§ **Requirement A**: Please summarize the article on the Ethereum Foundation's funding pressures in two sentences.
§ **Requirement B**: Extend the article on the Ethereum Foundation scaling back its role, picking up right after its final sentence.

§ **Text**:
The Foundation is shifting more power and funding to independent groups, while core development still needs about $30 million a year. The debate also touches ETH, DeFi, and stablecoin infrastructure.

Ethereum Foundation Scales Back Its Role as Funding Pressures Grow

Key Takeaways

  • The Ethereum Foundation is intentionally stepping back from its central role and giving more authority and credibility to independent institutions.
  • Trent Van Epps says Ethereum core development costs about $30 million a year, and current funding still falls short.
  • He expects Ethereum governance to keep decentralizing over the next 10 years, with a smaller Foundation and more groups focused on research and ecosystem growth.

The Ethereum Foundation is actively pulling back from its position at the center of the ecosystem, and that is putting fresh pressure on how Ethereum’s core development gets funded. Trent Van Epps, who previously worked at the Foundation, says the group wants to decentralize further and pass more of its authority and legitimacy to a wider set of independent institutions. The move comes as the Foundation has also gone through leadership changes and staff reductions, prompting new questions about where Ethereum governance is headed next.

Funding Challenges for Core Development

Van Epps does not describe the situation as a crisis, but he does see a real funding problem. He says maintaining Ethereum’s core protocol costs roughly $30 million a year. At the same time, the Foundation is spending less and its treasury is gradually getting smaller, which makes it more important for new organizations to help pay for the public goods that keep the network secure and dependable. His own project, the Protocol Guild, has sent nearly $40 million to Ethereum developers over the past four years, but Van Epps says that still does not fully cover the broader need.

§ **Listed records**:
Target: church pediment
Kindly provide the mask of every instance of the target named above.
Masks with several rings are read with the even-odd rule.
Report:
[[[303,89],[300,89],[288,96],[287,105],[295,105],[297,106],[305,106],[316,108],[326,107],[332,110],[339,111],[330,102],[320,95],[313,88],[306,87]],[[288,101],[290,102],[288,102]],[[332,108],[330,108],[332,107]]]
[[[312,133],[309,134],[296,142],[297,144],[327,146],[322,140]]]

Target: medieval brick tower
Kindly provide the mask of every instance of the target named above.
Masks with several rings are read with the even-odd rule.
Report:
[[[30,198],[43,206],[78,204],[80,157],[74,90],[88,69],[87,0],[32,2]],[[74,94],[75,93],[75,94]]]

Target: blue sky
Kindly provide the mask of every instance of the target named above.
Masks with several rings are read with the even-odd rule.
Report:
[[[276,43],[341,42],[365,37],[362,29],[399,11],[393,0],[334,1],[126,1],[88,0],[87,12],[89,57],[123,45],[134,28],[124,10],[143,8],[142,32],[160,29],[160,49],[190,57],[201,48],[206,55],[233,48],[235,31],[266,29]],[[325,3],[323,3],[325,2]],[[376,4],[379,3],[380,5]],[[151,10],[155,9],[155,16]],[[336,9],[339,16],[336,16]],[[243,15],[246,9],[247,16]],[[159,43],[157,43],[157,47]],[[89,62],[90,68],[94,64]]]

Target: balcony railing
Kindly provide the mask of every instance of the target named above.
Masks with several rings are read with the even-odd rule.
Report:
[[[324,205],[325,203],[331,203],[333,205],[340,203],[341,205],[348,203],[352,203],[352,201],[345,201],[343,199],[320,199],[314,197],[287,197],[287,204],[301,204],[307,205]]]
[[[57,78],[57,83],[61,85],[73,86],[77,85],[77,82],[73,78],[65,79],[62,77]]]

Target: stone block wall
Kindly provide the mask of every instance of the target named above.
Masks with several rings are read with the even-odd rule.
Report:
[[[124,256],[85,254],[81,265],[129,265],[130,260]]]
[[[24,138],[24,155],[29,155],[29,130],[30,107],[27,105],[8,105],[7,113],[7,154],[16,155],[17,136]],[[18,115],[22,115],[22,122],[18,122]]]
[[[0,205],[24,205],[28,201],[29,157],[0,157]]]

§ **Exercise answer A**: The Ethereum Foundation is deliberately pulling back from its central role and passing more authority and legitimacy to independent institutions, after leadership changes and staff reductions. Trent Van Epps, who previously worked at the Foundation, says core protocol development costs roughly $30 million a year and funding still falls short, even though his Protocol Guild has sent nearly $40 million to developers over four years.

§ **Exercise answer B**:
The Future of Ethereum Governance and the Ecosystem

Looking ahead, Van Epps expects Ethereum governance to become even more distributed over the next decade. In his view, the Foundation will continue to play a smaller and more specialized role, while other organizations take on more of the work around research, commercialization, and ecosystem expansion. He also argues that ETH needs stronger support as an asset, along with a clearer narrative that ties the token to the growing onchain economy. Even with the funding questions still unresolved, Van Epps remains upbeat about Ethereum’s position in decentralized finance, stablecoin settlement, and EVM adoption, and he believes billions of users will eventually interact with Ethereum and its Layer 2 networks.

Relevance for European Crypto Developments

These changes in Ethereum’s governance and funding model could also matter for European crypto investors and builders, since the same mix of decentralized funding and institutional coordination may gain traction in Europe as well. It underscores how important durable funding systems are for public infrastructure in crypto, especially as rules like MiCA continue to roll out across the region. The recent restructuring of the Ethereum Foundation is a clear sign that this transition is already happening in practice.